### Given instruction
Convert the data below into a two-column CSV with the headers "query" and "answer", one row per request. Put each request's text and its answer in a single quoted field, replacing any line breaks with spaces.

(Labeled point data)
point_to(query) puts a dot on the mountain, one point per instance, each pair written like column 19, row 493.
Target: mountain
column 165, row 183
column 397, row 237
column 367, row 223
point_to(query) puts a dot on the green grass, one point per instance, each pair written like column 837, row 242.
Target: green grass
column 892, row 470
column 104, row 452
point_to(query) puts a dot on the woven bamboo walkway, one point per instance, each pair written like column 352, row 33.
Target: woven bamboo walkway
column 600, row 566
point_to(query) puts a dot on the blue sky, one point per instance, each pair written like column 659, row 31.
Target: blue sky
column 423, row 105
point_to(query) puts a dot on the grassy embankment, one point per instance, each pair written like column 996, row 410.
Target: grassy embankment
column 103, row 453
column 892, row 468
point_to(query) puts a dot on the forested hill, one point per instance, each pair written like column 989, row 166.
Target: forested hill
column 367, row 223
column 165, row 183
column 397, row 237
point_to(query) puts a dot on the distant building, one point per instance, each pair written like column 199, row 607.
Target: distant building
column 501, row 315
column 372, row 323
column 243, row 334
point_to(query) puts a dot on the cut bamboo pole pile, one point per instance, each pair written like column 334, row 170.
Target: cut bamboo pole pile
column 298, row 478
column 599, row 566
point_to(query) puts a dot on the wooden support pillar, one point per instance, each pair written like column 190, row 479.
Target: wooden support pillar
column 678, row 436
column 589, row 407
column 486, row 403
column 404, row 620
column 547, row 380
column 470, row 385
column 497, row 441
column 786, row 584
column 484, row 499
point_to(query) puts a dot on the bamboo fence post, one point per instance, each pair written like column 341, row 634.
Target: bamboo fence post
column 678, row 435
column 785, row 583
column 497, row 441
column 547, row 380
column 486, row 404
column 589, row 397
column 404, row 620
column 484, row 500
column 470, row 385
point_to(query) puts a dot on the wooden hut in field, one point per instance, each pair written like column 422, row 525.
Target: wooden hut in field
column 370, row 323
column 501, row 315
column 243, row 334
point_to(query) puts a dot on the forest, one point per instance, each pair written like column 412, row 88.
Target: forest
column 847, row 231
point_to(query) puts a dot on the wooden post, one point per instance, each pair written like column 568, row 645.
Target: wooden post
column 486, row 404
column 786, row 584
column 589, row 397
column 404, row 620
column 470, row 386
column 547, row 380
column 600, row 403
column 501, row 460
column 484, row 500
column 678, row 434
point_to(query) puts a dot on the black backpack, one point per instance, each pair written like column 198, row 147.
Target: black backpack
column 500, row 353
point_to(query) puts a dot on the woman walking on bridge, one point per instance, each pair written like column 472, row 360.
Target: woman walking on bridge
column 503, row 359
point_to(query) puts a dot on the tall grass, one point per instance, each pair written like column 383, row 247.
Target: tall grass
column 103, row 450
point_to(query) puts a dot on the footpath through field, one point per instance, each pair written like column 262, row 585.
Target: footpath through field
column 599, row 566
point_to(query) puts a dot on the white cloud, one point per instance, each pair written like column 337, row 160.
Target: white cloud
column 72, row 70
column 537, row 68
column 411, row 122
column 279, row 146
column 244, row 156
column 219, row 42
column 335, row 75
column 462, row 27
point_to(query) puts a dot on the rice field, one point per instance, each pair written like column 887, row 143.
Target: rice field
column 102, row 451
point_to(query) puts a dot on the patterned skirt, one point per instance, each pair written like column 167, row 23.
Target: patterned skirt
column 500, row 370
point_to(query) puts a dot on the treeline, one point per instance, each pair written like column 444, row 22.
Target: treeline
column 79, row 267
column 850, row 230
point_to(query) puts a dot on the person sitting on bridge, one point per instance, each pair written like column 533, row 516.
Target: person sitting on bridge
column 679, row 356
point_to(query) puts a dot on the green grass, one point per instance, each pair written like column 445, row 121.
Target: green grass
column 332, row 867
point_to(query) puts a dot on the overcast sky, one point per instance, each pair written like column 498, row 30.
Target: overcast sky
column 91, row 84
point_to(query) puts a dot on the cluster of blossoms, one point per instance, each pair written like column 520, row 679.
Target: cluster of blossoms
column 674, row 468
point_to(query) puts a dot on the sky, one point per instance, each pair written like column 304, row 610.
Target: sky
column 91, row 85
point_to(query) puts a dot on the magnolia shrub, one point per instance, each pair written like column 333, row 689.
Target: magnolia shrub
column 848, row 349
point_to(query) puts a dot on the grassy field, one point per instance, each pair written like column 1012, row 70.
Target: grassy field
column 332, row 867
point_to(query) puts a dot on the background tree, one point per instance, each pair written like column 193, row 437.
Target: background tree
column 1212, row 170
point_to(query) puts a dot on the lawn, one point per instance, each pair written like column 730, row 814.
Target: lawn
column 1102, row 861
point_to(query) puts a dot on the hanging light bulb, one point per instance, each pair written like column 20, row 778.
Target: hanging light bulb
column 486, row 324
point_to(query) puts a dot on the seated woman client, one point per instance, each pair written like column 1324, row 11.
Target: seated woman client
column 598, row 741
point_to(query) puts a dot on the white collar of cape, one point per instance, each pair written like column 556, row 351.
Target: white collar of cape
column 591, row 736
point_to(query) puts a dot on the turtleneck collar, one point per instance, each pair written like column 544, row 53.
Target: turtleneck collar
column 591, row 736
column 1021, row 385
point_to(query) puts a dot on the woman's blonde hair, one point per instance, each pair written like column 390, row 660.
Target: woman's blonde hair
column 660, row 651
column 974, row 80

### Result of the exercise
query,answer
"point_to(query) puts a dot on the mountain, one point per instance, each pair written like column 19, row 493. Target: mountain","column 165, row 183 column 397, row 237 column 367, row 223"
"point_to(query) puts a dot on the green grass, one point per instance, each pair written like column 837, row 242. Target: green grass","column 892, row 470 column 104, row 452"
"point_to(query) puts a dot on the woven bamboo walkway, one point per instance, each pair written like column 352, row 33. Target: woven bamboo walkway","column 600, row 566"
"point_to(query) puts a dot on the blue sky, one point per instance, each pair written like column 659, row 31. Target: blue sky","column 423, row 105"
"point_to(query) puts a dot on the grassy embankment, one point per instance, each pair written like column 996, row 410. Target: grassy embankment","column 103, row 453 column 892, row 468"
"point_to(query) puts a dot on the forested hill, one point per instance, each pair written like column 989, row 166. Target: forested hill","column 367, row 223 column 165, row 183 column 397, row 237"
"point_to(query) puts a dot on the distant building, one point per instance, each pair written like column 199, row 607. Target: distant building","column 501, row 315 column 372, row 323 column 243, row 334"
"point_to(query) puts a dot on the cut bamboo pole pile, one point per instance, each pair written like column 334, row 170. Target: cut bamboo pole pile","column 298, row 478 column 599, row 566"
"point_to(query) puts a dot on the wooden support pillar, one point per instance, each pair written like column 190, row 479. Target: wooden support pillar","column 678, row 436 column 589, row 407 column 486, row 403 column 404, row 620 column 547, row 380 column 470, row 385 column 497, row 441 column 786, row 584 column 484, row 499"
"point_to(query) puts a dot on the bamboo fence post, one point per instance, each pair written like column 341, row 634. Target: bamboo fence post","column 678, row 435 column 785, row 583 column 497, row 441 column 547, row 380 column 486, row 404 column 589, row 397 column 404, row 620 column 484, row 500 column 470, row 385"
"point_to(query) puts a dot on the wooden hut in field, one point per instance, each pair written like column 422, row 525. Target: wooden hut in field","column 370, row 323 column 501, row 315 column 243, row 334"
"point_to(query) puts a dot on the forest, one point per instance, each pair written like column 412, row 88. Target: forest","column 847, row 231"
"point_to(query) puts a dot on the wooden post, one point per instance, each pair written like column 568, row 645. Target: wooden post","column 486, row 404 column 786, row 584 column 589, row 397 column 404, row 620 column 470, row 386 column 547, row 380 column 600, row 403 column 501, row 460 column 484, row 500 column 678, row 434"
"point_to(query) puts a dot on the black backpack, one point per instance, each pair written like column 198, row 147. Target: black backpack","column 500, row 353"
"point_to(query) puts a dot on the woman walking on bridge, one point per instance, each pair written like column 472, row 360. Target: woman walking on bridge","column 503, row 359"
"point_to(query) puts a dot on the tall grass, one point per instance, each pair written like column 383, row 247. Target: tall grass","column 103, row 450"
"point_to(query) puts a dot on the footpath through field, one point per instance, each pair written like column 262, row 585. Target: footpath through field","column 599, row 566"
"point_to(query) puts a dot on the white cloud, one point per instance, each pair written like column 337, row 160. Target: white cloud","column 72, row 70 column 537, row 68 column 411, row 122 column 279, row 146 column 244, row 156 column 219, row 42 column 335, row 75 column 462, row 27"
"point_to(query) puts a dot on the rice field, one point per instance, each pair written like column 887, row 143. Target: rice field","column 102, row 451"
"point_to(query) puts a dot on the patterned skirt, one point per instance, each pair written like column 167, row 23. Target: patterned skirt","column 500, row 370"
"point_to(query) puts a dot on the treeline, one point per instance, each pair written like column 444, row 22. Target: treeline","column 79, row 267 column 850, row 230"
"point_to(query) puts a dot on the person sitting on bridge, one point per instance, each pair written like column 533, row 516. Target: person sitting on bridge","column 679, row 356"
"point_to(query) puts a dot on the green grass, one point per instance, each pair written like column 445, row 121. Target: green grass","column 332, row 867"
"point_to(query) puts a dot on the overcast sky, one point per instance, each pair written like column 498, row 30. Target: overcast sky","column 91, row 84"
"point_to(query) puts a dot on the cluster of blossoms, one point per instance, each pair written like column 520, row 679. Target: cluster of blossoms","column 674, row 468"
"point_to(query) puts a dot on the sky, one point per instance, each pair written like column 304, row 610. Target: sky","column 91, row 85"
"point_to(query) puts a dot on the magnolia shrub, one point per instance, each pair written like column 333, row 689. Target: magnolia shrub","column 848, row 349"
"point_to(query) puts a dot on the grassy field, one point per instance, each pair written like column 1012, row 70. Target: grassy field","column 332, row 867"
"point_to(query) puts a dot on the background tree, one point per instance, each pair written like column 193, row 437. Target: background tree","column 1212, row 170"
"point_to(query) puts a dot on the lawn, one point per instance, each pair written like column 730, row 814. Target: lawn","column 1102, row 861"
"point_to(query) puts a dot on the hanging light bulb, one point per instance, each pair written like column 20, row 778. Target: hanging light bulb","column 486, row 324"
"point_to(query) puts a dot on the seated woman client, one point per instance, each pair written like column 1324, row 11. Target: seated woman client","column 598, row 741"
"point_to(query) puts a dot on the white collar of cape, one point per instance, each pair written like column 556, row 351. Target: white collar of cape","column 591, row 736"
"point_to(query) puts a dot on the turtleneck collar, one point per instance, each pair written like column 544, row 53. Target: turtleneck collar","column 591, row 736 column 1021, row 385"
"point_to(query) puts a dot on the woman's blonde hair, one point per instance, each pair written like column 390, row 660. Target: woman's blonde hair","column 660, row 651 column 974, row 80"